▶ [Work request]:
Number each line of the records below in a single list, leaving out any blank lines.
--------------------
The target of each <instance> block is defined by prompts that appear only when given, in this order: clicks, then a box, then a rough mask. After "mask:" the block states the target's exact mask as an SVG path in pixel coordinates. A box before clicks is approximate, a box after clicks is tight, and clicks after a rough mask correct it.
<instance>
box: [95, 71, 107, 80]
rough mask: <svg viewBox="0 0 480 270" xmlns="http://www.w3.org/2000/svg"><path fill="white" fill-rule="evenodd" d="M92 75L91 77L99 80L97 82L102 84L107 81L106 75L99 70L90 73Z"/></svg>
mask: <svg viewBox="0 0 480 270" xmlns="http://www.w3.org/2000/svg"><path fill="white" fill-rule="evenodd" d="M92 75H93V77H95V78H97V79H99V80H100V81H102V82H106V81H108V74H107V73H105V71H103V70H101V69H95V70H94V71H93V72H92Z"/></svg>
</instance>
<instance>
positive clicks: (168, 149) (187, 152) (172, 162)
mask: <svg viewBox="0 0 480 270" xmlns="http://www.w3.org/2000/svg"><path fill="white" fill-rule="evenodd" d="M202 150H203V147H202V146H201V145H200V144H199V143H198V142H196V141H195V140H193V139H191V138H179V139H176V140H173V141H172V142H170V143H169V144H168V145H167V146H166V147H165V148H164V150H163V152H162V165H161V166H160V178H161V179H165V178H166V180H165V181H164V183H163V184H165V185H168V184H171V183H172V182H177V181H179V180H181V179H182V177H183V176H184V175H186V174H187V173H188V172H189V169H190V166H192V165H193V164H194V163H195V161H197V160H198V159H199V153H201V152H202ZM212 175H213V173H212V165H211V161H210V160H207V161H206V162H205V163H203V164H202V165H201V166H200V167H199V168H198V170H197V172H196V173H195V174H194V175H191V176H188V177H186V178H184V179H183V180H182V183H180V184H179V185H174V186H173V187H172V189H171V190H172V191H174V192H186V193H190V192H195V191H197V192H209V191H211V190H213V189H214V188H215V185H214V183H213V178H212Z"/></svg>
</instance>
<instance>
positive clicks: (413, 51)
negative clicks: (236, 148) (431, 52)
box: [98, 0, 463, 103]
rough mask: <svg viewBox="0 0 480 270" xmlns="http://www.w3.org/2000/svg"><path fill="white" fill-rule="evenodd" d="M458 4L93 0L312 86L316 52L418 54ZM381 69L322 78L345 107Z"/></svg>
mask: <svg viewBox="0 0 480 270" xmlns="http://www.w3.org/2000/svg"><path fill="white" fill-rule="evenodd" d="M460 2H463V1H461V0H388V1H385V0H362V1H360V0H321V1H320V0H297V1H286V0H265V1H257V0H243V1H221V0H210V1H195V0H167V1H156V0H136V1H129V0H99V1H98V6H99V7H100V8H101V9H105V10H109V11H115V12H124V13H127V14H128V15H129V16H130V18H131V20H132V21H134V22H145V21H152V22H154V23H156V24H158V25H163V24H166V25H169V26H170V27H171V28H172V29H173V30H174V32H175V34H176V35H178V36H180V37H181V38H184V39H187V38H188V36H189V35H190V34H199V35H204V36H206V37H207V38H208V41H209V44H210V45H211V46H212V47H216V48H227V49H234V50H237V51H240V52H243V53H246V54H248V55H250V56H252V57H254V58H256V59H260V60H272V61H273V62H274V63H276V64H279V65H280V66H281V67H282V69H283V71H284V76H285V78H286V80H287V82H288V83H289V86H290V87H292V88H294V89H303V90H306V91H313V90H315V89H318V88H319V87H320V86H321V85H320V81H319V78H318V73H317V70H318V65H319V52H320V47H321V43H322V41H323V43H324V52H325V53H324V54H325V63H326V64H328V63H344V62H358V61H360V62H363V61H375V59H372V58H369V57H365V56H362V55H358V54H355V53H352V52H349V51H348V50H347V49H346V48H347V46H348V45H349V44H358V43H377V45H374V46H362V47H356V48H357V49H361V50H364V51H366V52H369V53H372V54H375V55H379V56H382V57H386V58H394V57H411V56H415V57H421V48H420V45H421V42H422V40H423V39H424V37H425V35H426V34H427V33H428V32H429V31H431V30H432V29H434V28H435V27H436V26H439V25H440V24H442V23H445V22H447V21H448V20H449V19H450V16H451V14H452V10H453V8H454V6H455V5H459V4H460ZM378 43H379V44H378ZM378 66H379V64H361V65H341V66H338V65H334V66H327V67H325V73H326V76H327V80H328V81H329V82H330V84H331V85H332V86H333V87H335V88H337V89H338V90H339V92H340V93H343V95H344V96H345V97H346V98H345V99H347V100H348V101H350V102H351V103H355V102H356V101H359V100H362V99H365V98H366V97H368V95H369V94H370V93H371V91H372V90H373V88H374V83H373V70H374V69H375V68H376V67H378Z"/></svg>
--------------------
▶ [Expected output]:
1. The target of each <instance> block is defined by prompts that appear only when given, in this order: clicks, then a box, then a rough mask. After "mask:" the block states the target's exact mask as an SVG path in pixel coordinates. A box before clicks is approximate, a box after clicks is tight, and clicks after a rough mask correct it.
2. <instance>
3. box: [95, 71, 107, 80]
4. rough mask: <svg viewBox="0 0 480 270" xmlns="http://www.w3.org/2000/svg"><path fill="white" fill-rule="evenodd" d="M92 75L91 77L99 80L97 82L102 84L107 81L106 75L99 70L90 73Z"/></svg>
5. mask: <svg viewBox="0 0 480 270" xmlns="http://www.w3.org/2000/svg"><path fill="white" fill-rule="evenodd" d="M92 75H93V77H95V78H97V79H99V80H100V81H102V82H106V81H108V74H107V73H105V71H103V70H101V69H95V70H94V71H93V72H92Z"/></svg>
6. </instance>
7. <instance>
8. positive clicks: (168, 149) (187, 152) (172, 162)
9. mask: <svg viewBox="0 0 480 270" xmlns="http://www.w3.org/2000/svg"><path fill="white" fill-rule="evenodd" d="M202 150H203V147H202V146H201V145H200V144H199V143H198V142H196V141H195V140H193V139H191V138H179V139H176V140H173V141H172V142H170V143H169V144H168V145H167V146H166V147H165V148H164V150H163V152H162V165H161V166H160V178H161V179H165V178H166V180H165V181H164V183H163V184H165V185H168V184H171V183H172V182H177V181H179V180H181V179H182V177H183V176H184V175H186V174H187V173H188V172H189V169H190V166H192V165H193V164H194V163H195V161H197V160H198V159H199V153H201V152H202ZM212 175H213V173H212V165H211V161H210V160H207V161H206V162H205V163H203V164H202V165H201V166H200V167H199V168H198V170H197V172H196V173H195V174H194V175H191V176H188V177H186V178H184V179H183V180H182V183H180V184H179V185H174V186H173V187H172V189H171V190H172V191H174V192H186V193H190V192H195V191H197V192H209V191H211V190H213V189H214V188H215V185H214V183H213V178H212Z"/></svg>
10. </instance>
11. <instance>
12. positive clicks: (413, 51)
13. negative clicks: (236, 148) (431, 52)
14. box: [98, 0, 463, 103]
15. rough mask: <svg viewBox="0 0 480 270" xmlns="http://www.w3.org/2000/svg"><path fill="white" fill-rule="evenodd" d="M458 4L93 0L312 86L316 52L418 54ZM381 69L322 78L345 107Z"/></svg>
16. mask: <svg viewBox="0 0 480 270" xmlns="http://www.w3.org/2000/svg"><path fill="white" fill-rule="evenodd" d="M460 2H463V1H461V0H388V1H385V0H362V1H360V0H321V1H320V0H297V1H286V0H265V1H257V0H243V1H221V0H210V1H195V0H167V1H156V0H136V1H129V0H99V1H98V6H99V7H100V8H101V9H105V10H109V11H115V12H124V13H127V14H128V15H129V16H130V18H131V20H132V21H134V22H145V21H152V22H154V23H156V24H158V25H163V24H166V25H169V26H170V27H171V28H172V29H173V30H174V32H175V34H176V35H178V36H180V37H181V38H184V39H187V38H188V36H189V35H190V34H199V35H204V36H206V37H207V38H208V41H209V44H210V45H211V46H212V47H216V48H227V49H234V50H237V51H240V52H243V53H246V54H248V55H250V56H252V57H254V58H256V59H260V60H272V61H273V62H274V63H276V64H279V65H280V66H281V67H282V69H283V71H284V76H285V78H286V80H287V82H288V83H289V86H290V87H292V88H294V89H303V90H306V91H313V90H315V89H318V88H319V87H320V86H321V85H320V81H319V78H318V73H317V70H318V65H319V52H320V47H321V43H322V41H323V43H324V52H325V53H324V54H325V63H326V64H328V63H344V62H358V61H360V62H363V61H375V59H372V58H369V57H365V56H362V55H358V54H355V53H352V52H349V51H348V50H347V49H346V48H347V46H348V45H349V44H358V43H377V45H374V46H362V47H356V48H357V49H361V50H364V51H366V52H369V53H372V54H375V55H379V56H382V57H386V58H394V57H411V56H415V57H421V48H420V45H421V42H422V40H423V39H424V37H425V35H426V34H427V33H428V32H429V31H431V30H432V29H434V28H435V27H436V26H439V25H440V24H442V23H445V22H447V21H448V20H449V19H450V16H451V14H452V10H453V8H454V6H455V5H459V4H460ZM378 43H379V44H378ZM378 66H379V64H361V65H341V66H338V65H334V66H327V67H325V73H326V76H327V80H328V81H329V82H330V84H331V85H332V86H333V87H335V88H337V89H338V90H339V92H340V93H343V95H344V96H345V97H346V98H345V99H347V100H348V101H350V102H351V103H355V102H356V101H359V100H362V99H365V98H366V97H368V95H369V94H370V93H371V91H372V90H373V88H374V83H373V70H374V69H375V68H376V67H378Z"/></svg>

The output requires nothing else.